Text
[Start of Attachment]
Value-based pricing has become all the rage of late among health policy wonks. Medicare aims to tie 90% of reimbursement to some measure of value by 2018. The AMA has endorsed value-based pricing for pharmaceuticals. Organizations such as IVI and ICER propose different approaches for measuring value as well.
Typically, value is measured as the health benefits patients with a disease receive multiplied the monetary value of a 1-unit increase in health (often the value of a QALY), less the cost of the treatment.
However, a recent working paper by Lakawalla, Malani and Reif claim that this standard approach misses the value healthy individuals receive from a treatment. Further, they claim that the value of a treatment to healthy people is very large.
Why would healthy people value a treatment for a disease they do not have? In short, risk aversion. Patients may not have the disease, but typically have some positive probability of having the disease later in life. Thus, the availability of new technology provides a form of insurance that in the case that the person does have the disease in the future, it will be much less burdensome.
The authors provide the following example:
Think of a healthy consumer facing the risk of developing Parkinson’s disease3 in the years before the discovery of effective dopamine-related treatments that reduce disease symptoms. In the absence of a treatment, contracting Parkinson’s might reduce her quality of life on a 0 to 1 scale from .8 to .4. The consumer could not insure herself against this risk, because real-world insurers did not (and do not) sell pure indemnity insurance contracts that make payments to consumers conditional on the occurrence of illness alone. Moreover, healthcare insurance was a poor substitute, because there were no effective treatments to cover. As a result, this consumer had to bear the full risk of Parkinson’s related symptoms herself.
Now consider the introduction of a new technology like Levodopa. Before Levodopa, Parkinson’s patients stood to lose 50% of their quality of life. After Levodopa, however, developing Parkinson’s becomes less costly, lowering quality of life from 0.8 to only 0.7. Notice how Levodopa’s introduction compresses the variance in the quality of life between the Parkinson’s and non-Parkinson’s states. This compression is valuable to consumers who dislike risk. In addition, the advent of the treatment immediately makes healthcare insurance more valuable, because there are finally effective technologies for insurance to cover. Conventional economic valuations of health technology ignore these two sources of value, but focus exclusively on the 0.3 gain in average quality of life produced.
[End of Attachment]
Given entries
[Start of Attachment]
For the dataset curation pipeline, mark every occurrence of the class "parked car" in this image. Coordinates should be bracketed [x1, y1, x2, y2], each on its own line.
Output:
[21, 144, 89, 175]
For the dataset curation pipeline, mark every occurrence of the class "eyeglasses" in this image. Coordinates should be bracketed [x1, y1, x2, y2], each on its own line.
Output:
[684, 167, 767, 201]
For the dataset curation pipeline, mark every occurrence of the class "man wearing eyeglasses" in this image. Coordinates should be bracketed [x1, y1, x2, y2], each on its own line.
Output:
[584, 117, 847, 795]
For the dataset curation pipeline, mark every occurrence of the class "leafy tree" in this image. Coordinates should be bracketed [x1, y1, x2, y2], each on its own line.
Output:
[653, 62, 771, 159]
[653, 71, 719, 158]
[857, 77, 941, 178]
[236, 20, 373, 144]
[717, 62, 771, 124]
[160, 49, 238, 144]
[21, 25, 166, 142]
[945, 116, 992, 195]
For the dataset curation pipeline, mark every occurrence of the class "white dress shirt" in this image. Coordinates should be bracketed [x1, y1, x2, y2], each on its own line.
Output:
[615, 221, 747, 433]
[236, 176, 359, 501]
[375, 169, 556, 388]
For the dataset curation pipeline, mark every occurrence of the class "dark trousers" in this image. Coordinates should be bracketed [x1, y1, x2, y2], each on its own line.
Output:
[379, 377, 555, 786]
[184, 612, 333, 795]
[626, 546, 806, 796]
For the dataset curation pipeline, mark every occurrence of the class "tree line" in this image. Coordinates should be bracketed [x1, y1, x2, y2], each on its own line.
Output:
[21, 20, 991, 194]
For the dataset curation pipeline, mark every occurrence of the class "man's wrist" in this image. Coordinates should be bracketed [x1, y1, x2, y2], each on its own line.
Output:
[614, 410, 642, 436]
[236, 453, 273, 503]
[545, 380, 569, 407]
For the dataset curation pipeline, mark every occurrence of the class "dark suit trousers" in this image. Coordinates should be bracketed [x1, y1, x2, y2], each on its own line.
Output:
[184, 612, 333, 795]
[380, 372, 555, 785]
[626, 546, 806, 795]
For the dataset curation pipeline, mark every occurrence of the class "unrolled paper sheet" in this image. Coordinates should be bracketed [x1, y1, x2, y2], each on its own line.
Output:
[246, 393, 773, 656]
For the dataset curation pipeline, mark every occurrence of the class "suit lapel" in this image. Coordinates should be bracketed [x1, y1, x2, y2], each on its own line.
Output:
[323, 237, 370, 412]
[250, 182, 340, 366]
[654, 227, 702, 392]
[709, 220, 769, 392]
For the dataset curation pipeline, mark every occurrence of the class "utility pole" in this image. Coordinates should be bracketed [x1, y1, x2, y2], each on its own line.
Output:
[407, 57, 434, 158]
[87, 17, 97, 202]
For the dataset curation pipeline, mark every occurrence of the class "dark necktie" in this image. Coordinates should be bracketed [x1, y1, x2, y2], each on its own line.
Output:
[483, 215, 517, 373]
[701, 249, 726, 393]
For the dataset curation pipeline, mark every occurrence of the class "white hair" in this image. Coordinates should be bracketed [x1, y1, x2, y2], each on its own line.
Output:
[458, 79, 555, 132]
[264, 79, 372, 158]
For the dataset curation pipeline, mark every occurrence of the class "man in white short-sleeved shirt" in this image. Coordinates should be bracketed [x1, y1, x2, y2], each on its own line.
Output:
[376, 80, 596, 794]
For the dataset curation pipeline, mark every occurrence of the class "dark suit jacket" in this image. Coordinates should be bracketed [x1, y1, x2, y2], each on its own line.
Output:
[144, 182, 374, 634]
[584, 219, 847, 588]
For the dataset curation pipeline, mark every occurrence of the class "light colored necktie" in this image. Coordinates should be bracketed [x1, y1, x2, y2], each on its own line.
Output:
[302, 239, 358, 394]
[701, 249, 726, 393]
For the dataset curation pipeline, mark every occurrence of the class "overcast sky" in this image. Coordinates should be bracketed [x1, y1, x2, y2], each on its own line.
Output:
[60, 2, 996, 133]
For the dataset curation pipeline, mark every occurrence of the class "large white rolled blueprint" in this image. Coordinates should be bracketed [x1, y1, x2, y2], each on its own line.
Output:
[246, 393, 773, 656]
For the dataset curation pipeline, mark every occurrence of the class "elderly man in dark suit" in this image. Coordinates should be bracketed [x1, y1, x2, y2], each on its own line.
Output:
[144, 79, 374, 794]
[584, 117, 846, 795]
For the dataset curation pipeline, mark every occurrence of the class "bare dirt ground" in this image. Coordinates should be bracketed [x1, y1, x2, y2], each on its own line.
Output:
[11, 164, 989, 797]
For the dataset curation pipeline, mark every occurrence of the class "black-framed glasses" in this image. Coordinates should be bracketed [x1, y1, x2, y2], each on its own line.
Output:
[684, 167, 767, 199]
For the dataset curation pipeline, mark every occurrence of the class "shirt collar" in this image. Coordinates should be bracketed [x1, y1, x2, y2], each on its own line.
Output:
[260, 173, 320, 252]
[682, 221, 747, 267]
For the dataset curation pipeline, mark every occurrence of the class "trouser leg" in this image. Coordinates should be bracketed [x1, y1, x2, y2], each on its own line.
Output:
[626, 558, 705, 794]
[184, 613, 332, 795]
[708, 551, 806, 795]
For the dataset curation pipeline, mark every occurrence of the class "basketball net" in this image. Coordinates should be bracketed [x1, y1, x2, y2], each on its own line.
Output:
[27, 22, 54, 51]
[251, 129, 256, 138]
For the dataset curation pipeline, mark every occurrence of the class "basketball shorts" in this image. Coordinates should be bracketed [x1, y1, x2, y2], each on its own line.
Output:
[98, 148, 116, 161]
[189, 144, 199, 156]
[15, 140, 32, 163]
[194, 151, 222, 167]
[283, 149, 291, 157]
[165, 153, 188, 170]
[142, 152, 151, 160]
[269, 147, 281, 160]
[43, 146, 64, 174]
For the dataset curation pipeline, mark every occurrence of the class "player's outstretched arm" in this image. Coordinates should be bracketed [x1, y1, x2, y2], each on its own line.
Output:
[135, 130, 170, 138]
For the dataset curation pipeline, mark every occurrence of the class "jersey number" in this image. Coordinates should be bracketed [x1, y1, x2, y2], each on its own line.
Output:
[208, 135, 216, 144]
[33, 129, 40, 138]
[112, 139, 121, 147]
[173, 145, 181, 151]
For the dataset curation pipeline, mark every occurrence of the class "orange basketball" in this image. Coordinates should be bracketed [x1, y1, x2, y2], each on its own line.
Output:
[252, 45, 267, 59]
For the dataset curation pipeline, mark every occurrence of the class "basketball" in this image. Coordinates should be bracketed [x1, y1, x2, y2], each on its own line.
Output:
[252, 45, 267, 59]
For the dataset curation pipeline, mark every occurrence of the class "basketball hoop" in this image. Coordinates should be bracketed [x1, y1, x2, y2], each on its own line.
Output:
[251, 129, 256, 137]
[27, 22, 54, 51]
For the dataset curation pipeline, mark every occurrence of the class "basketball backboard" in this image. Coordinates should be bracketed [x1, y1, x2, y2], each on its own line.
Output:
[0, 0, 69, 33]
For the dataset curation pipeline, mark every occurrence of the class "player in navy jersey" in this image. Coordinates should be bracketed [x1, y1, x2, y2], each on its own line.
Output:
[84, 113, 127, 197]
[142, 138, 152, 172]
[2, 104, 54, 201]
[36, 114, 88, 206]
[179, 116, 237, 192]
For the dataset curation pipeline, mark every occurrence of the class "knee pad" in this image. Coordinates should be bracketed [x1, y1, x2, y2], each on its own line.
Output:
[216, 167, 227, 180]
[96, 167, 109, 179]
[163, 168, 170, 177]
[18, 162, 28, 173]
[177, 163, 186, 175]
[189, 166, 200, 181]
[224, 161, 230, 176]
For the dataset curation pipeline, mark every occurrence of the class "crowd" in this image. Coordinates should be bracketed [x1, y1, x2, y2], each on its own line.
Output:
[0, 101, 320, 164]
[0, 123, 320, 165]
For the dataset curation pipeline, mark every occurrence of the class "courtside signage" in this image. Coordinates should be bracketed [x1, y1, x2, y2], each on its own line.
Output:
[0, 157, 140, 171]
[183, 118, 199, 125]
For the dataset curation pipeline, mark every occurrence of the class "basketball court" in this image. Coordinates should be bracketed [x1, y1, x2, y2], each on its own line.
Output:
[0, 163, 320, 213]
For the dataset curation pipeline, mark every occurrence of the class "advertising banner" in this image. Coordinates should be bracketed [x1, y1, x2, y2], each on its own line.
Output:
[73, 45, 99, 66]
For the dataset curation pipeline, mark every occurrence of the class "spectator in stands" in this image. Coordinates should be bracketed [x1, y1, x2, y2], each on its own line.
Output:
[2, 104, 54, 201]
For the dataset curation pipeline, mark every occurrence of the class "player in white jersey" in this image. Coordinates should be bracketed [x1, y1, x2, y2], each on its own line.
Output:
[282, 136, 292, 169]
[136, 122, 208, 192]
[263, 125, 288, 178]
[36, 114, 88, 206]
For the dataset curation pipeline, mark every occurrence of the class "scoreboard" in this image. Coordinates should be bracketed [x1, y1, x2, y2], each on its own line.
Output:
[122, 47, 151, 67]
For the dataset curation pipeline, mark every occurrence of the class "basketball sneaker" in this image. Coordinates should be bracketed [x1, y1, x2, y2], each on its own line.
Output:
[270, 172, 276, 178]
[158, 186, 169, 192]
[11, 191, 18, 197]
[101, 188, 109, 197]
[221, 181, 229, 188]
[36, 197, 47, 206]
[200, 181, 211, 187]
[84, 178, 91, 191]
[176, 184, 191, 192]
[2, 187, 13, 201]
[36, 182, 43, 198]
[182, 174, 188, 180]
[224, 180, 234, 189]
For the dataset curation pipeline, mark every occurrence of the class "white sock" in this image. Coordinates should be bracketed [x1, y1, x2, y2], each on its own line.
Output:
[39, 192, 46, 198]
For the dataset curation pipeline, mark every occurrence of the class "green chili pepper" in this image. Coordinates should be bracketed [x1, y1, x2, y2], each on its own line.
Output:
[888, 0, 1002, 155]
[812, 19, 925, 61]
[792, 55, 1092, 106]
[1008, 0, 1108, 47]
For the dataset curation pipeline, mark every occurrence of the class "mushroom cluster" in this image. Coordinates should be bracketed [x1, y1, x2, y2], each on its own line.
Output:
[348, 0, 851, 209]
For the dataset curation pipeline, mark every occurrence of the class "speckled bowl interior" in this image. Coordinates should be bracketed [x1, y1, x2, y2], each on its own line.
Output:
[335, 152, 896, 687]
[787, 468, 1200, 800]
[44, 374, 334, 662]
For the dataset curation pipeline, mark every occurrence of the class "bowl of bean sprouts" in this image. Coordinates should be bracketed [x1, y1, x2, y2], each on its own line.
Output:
[End of Attachment]
Task list
a - Answer these questions from the text on value-based pricing, one answer per line:
(i) By what year does Medicare aim to tie 90% of reimbursement to some measure of value?
(ii) What short reason does the text give for healthy people valuing a treatment for a disease they do not have?
(iii) After Levodopa, to what level does developing Parkinson's lower quality of life?
b - Extend the text on value-based pricing with new writing that picks up after its final sentence.

Outputs by task
a -
(i) 2018
(ii) Risk aversion
(iii) 0.7

b -
Lakdawalla and co-authors separate out two forms of insurance value above and beyond the standard approach described above (the authors describe the standard, risk-free approach as the risk free value [RFV]). First, there is self-insurance value (SIV), which is the additional value of a treatment that accrues to uninsured individuals since their risk of a severe decline in health in the even that they contract a disease decreases. The second form of insurance value is the market-insurance value (MIV), which the authors state “represents the incremental value of being able to use health insurance to substitute for the indemnity insurance market. Medical technology is essential to this substitution because health insurance can only be used to fund consumption of medical care.” MIV occurs because typically patients owe a copay or coinsurance. Reducing the copayment or coinsurance when patients are sick is valuable because their baseline utility is lower and thus a marginal increase in utility in a sick state is worth more than in a healthy state due to the decreasing marginal utility.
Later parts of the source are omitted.